[Dataset rows]
------------------------------------------------
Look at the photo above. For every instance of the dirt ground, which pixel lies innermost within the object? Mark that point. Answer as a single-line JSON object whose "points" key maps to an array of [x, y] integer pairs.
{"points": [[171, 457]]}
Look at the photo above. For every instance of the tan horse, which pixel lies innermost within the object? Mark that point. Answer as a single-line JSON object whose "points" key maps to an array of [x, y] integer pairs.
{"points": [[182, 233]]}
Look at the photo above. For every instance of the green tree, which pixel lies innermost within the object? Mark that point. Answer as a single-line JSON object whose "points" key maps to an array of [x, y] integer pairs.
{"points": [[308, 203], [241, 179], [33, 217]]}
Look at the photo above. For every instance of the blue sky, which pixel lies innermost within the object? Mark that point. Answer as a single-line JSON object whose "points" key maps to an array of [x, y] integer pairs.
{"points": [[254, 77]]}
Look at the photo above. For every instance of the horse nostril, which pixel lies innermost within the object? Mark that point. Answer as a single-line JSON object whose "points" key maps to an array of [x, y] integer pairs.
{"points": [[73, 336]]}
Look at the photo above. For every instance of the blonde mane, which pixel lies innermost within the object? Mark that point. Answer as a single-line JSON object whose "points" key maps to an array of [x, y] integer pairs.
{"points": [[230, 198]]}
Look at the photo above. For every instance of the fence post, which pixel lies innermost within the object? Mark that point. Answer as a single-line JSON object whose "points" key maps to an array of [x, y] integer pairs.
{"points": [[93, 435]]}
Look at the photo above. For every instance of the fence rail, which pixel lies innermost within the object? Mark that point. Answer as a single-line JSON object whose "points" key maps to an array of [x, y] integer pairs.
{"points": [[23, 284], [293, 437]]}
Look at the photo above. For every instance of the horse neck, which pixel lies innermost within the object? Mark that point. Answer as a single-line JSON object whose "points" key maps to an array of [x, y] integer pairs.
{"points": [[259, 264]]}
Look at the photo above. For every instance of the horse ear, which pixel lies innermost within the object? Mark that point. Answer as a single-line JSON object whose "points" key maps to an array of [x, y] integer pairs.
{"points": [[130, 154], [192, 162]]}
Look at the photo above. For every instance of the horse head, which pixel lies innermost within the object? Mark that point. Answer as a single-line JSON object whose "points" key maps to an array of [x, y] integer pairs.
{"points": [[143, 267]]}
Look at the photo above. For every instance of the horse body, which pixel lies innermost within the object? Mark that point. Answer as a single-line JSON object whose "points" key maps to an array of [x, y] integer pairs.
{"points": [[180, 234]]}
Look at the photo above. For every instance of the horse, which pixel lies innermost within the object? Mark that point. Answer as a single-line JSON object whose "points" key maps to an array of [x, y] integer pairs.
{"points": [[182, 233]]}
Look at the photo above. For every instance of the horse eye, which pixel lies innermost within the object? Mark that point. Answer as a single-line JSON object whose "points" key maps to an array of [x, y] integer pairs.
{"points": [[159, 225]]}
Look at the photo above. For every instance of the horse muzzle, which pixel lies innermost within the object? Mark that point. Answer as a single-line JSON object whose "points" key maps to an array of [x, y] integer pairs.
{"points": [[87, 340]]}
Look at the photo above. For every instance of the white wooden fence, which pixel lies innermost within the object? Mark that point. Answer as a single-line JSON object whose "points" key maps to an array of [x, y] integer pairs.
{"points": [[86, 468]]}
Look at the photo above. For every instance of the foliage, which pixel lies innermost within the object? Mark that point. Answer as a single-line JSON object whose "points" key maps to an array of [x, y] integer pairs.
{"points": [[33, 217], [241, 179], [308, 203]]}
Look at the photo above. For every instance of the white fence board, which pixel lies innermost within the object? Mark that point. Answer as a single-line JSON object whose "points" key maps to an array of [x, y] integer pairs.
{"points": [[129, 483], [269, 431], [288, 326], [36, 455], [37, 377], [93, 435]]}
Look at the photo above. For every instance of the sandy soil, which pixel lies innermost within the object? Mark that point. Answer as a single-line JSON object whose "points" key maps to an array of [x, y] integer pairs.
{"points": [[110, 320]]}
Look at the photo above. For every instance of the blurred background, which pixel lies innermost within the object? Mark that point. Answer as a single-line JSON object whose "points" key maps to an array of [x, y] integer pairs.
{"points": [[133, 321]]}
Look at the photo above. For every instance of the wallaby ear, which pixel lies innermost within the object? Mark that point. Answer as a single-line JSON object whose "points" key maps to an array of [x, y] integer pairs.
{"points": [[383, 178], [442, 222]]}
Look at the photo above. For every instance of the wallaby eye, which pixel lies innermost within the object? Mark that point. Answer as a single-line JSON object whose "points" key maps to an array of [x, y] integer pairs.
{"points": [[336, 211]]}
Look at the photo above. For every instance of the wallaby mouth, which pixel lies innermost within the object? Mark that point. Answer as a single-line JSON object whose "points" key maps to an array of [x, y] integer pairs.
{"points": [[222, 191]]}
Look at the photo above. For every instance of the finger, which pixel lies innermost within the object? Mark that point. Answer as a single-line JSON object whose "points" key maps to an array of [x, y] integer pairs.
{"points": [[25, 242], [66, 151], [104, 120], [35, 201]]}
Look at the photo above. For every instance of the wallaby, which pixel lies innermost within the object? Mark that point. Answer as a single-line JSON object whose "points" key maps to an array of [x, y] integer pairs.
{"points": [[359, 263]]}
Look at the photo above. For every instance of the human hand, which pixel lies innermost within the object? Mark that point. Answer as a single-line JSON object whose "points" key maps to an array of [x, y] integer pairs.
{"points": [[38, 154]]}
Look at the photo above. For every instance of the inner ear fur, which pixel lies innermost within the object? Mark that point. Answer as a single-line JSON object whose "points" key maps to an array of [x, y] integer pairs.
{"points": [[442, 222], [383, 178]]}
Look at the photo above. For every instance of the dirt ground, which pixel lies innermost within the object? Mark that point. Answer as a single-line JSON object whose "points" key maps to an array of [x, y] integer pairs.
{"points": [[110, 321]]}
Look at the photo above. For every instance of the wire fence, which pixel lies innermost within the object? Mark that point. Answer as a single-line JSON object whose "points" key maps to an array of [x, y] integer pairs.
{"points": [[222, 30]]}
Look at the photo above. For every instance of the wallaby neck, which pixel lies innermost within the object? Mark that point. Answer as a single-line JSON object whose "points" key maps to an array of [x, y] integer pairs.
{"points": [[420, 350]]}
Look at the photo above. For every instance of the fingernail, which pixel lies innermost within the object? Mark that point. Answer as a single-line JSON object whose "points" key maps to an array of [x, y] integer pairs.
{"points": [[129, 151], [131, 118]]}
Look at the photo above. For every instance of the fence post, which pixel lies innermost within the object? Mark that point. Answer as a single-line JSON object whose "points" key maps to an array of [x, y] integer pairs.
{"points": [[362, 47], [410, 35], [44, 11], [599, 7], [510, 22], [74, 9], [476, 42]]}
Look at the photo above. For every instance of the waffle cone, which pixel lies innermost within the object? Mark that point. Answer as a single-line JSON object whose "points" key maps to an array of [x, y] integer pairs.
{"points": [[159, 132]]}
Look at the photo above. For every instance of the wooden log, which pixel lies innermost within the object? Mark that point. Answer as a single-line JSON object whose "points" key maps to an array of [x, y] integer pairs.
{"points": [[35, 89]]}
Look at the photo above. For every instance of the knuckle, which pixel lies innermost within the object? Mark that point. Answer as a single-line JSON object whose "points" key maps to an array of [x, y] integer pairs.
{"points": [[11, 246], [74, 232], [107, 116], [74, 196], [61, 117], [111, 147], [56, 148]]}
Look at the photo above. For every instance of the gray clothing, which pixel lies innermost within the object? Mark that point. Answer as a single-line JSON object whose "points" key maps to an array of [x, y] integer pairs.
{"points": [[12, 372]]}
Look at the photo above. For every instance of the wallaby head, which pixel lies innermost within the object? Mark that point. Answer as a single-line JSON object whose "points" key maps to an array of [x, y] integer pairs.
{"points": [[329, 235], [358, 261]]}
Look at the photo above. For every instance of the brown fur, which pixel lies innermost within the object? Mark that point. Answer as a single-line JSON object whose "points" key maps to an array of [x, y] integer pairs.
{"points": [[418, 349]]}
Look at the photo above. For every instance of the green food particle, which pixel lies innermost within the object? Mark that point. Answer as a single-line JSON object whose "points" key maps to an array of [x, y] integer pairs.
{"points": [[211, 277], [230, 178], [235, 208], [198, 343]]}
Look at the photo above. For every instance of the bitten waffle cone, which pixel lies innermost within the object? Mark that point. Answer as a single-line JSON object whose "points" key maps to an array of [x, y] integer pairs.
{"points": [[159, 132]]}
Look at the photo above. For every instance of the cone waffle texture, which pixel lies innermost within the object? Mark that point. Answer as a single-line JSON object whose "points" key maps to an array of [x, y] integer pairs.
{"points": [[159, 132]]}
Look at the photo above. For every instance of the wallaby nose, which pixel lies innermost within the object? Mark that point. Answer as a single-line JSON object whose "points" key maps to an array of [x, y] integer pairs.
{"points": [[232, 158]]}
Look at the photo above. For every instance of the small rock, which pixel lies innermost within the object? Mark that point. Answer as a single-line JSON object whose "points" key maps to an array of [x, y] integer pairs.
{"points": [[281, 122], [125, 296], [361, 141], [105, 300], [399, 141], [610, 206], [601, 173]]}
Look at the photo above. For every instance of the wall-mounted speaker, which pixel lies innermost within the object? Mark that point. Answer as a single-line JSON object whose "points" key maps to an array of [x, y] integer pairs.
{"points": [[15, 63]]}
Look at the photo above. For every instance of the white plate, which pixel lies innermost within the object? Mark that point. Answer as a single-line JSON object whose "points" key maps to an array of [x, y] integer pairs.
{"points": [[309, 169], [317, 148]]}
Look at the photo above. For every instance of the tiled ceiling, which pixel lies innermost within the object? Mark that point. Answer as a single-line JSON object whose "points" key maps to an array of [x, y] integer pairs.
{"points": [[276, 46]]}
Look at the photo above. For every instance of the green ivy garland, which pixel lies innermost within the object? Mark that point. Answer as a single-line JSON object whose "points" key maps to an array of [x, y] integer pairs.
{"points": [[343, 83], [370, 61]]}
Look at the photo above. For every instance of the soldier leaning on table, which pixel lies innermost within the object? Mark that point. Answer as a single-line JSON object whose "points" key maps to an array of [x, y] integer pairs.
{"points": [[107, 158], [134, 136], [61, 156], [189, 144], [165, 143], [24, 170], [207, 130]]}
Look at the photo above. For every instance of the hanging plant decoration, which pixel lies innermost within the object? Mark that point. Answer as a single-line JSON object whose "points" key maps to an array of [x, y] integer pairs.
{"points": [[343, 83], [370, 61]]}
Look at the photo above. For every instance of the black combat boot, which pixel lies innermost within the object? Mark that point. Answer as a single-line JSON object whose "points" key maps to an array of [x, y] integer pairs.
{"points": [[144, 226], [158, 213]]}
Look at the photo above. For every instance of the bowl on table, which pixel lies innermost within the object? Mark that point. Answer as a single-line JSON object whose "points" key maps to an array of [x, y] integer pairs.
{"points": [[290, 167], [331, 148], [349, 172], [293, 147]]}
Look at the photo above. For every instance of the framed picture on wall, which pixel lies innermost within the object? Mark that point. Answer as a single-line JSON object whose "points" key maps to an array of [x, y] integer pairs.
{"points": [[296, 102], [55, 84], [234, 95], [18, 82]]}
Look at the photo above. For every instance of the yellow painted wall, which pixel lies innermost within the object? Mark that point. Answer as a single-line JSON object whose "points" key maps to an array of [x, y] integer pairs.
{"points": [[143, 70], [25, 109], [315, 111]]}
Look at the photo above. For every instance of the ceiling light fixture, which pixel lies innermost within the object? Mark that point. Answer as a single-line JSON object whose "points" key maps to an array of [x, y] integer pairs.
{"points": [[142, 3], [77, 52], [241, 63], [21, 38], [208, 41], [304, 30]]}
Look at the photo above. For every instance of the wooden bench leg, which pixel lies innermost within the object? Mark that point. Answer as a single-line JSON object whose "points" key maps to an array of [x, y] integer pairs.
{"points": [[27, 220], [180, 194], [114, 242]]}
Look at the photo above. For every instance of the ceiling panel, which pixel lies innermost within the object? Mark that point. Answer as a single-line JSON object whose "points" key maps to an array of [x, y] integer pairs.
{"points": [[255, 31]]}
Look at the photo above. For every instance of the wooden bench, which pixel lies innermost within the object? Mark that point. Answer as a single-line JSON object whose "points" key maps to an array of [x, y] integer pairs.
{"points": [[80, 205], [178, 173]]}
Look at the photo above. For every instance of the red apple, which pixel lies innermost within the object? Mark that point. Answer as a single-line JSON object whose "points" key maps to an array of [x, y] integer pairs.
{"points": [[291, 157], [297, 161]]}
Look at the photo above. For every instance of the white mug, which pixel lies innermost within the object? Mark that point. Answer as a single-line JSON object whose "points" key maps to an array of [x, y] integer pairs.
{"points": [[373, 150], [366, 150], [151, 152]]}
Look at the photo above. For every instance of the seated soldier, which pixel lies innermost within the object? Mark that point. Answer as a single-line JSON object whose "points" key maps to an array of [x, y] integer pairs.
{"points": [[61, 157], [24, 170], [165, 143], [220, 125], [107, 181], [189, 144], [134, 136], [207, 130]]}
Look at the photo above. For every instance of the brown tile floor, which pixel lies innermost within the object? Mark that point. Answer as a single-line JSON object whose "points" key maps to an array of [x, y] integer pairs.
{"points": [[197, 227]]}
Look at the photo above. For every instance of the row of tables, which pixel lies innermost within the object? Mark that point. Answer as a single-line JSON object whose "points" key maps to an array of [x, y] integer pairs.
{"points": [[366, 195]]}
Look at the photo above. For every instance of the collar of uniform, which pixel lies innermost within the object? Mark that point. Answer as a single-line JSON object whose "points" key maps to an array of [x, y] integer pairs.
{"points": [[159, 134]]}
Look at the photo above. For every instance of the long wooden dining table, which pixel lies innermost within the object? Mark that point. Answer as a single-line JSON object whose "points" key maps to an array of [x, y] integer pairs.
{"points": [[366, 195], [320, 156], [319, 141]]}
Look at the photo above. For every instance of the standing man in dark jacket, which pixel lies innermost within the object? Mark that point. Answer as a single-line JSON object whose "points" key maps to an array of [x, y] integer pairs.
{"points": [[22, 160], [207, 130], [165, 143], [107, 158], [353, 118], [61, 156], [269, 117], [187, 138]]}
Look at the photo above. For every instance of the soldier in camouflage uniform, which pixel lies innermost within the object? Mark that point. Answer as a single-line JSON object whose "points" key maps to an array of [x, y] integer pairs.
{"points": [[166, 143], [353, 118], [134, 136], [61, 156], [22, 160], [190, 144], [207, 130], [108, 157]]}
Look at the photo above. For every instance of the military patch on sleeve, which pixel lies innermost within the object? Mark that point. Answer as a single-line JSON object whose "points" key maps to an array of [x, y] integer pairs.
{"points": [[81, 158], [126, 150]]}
------------------------------------------------
• [WHAT IS REQUIRED]: Reproduce word for word the listing above, starting with the line that contains "Look at the photo above. For every instance of the long" and continuing through the final line of the listing, both included.

• [RESPONSE BELOW]:
Look at the photo above. For every instance of the long wooden dining table, which pixel lies innermost within the object? Mark that point. Answer as a single-line JSON object whose "points" key maps to an array of [x, y] integer pairs.
{"points": [[366, 195], [320, 156], [319, 141]]}
Look at the photo above. For every instance of the standing man in dark jacket, which pixel lies innermost within the object? Mark that point. Answer as a single-line JSON object whose "points" key maps to an array of [x, y] integer pairs.
{"points": [[22, 160], [207, 130], [165, 143], [107, 158], [353, 118], [61, 156], [269, 117], [187, 138]]}
Look at the photo above. For every instance of the soldier in camouflage uniform, which pixel lies innermost within the object? Mark that point. Answer as a single-line JSON object whose "points" key maps to an array of [x, y] integer pairs.
{"points": [[166, 143], [353, 118], [134, 136], [61, 156], [22, 160], [190, 144], [207, 130], [108, 157]]}
Look at the photo above. For every instance of the military patch on sleeve, which pixel lies innermost within the object? Mark that point. Answer as a single-line JSON object whose "points" key maps to an array of [x, y] integer pairs.
{"points": [[81, 158], [126, 150]]}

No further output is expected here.